• **THE PROBLEM**
Copy out exactly the lines from the one containing "Reviewer note: confirm one keypoint per instance of the mouth;" to the end of the records below, both included, and nothing else.

• **GIVEN DATA**
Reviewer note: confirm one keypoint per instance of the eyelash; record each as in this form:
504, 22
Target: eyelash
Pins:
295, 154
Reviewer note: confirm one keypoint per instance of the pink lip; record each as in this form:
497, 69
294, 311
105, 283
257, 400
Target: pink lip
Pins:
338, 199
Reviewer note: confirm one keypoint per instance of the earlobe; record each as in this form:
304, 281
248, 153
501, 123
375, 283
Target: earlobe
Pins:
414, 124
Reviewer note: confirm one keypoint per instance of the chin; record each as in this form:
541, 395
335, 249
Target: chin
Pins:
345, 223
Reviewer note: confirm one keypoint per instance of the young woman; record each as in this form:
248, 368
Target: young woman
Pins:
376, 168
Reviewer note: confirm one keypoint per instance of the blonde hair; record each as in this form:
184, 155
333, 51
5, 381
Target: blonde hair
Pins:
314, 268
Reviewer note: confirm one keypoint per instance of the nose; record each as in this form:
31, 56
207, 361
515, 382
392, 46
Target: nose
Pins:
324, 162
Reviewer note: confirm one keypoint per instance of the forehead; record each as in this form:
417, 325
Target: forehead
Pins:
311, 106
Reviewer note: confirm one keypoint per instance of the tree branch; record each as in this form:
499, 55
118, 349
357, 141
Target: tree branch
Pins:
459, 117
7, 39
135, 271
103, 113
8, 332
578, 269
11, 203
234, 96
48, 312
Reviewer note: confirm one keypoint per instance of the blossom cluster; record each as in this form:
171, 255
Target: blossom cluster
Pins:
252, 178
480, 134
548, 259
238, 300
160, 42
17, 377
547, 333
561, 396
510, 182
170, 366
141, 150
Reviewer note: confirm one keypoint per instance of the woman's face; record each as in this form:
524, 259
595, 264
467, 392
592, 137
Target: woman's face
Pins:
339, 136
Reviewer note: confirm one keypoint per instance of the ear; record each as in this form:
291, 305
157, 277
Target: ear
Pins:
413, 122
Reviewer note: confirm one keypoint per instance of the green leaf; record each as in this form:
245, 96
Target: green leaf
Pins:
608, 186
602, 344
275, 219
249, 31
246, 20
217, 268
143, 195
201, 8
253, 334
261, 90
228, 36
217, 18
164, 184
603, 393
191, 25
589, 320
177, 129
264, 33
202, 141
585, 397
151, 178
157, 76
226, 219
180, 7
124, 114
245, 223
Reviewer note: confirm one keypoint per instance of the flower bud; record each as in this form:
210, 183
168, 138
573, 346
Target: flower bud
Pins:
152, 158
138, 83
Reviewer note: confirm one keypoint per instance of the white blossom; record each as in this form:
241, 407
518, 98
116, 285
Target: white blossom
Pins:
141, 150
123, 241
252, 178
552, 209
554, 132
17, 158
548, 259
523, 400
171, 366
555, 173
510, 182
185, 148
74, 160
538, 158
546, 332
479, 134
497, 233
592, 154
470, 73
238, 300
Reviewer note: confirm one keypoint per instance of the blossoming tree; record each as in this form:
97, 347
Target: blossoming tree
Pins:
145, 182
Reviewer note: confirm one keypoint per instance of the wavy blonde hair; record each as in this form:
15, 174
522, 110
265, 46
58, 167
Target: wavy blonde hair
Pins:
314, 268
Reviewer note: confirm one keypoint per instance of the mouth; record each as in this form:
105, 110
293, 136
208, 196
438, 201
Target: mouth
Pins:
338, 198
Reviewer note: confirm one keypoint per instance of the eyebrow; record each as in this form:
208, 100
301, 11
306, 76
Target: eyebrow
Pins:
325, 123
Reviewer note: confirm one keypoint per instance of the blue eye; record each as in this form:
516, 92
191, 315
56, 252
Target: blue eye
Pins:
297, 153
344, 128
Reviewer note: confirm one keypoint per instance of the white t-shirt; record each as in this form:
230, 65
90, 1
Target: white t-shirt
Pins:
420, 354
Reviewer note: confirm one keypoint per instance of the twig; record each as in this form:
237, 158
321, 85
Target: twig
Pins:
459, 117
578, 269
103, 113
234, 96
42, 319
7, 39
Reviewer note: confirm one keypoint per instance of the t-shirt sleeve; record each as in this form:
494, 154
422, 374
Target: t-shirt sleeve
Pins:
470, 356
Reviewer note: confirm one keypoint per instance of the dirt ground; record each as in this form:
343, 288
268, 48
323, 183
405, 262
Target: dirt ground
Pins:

• **THE REPLY**
Reviewer note: confirm one keypoint per instance of the mouth; record each as in this form:
105, 110
293, 136
208, 196
438, 201
Target: mouth
Pins:
338, 198
Reviewer note: confirm one keypoint per instance of the eyebrow; record each as in this form:
208, 100
301, 11
306, 76
Target: eyebrow
Pins:
325, 123
Reviewer note: confirm one keypoint per instance of the blue eye; record each as in this form:
516, 92
191, 315
56, 252
Target: blue eye
Pins:
297, 153
344, 128
Reviewer note: confirm one keypoint per instance of the white t-shirt; record each as in this form:
230, 65
90, 1
Target: white t-shirt
Pins:
420, 354
Reviewer note: confirm one keypoint per instance of the twig; record each as in this form:
237, 158
321, 85
Target: twig
Pins:
459, 117
578, 269
103, 113
234, 96
42, 319
7, 39
Reviewer note: confirm one keypoint per instance of the t-shirt sleeve; record each as in this form:
494, 154
422, 374
Target: t-shirt sleeve
Pins:
470, 356
Reviewer note: confirm one keypoint per instance of the dirt ground; record each as in this form:
343, 288
268, 48
323, 183
405, 262
Target: dirt ground
Pins:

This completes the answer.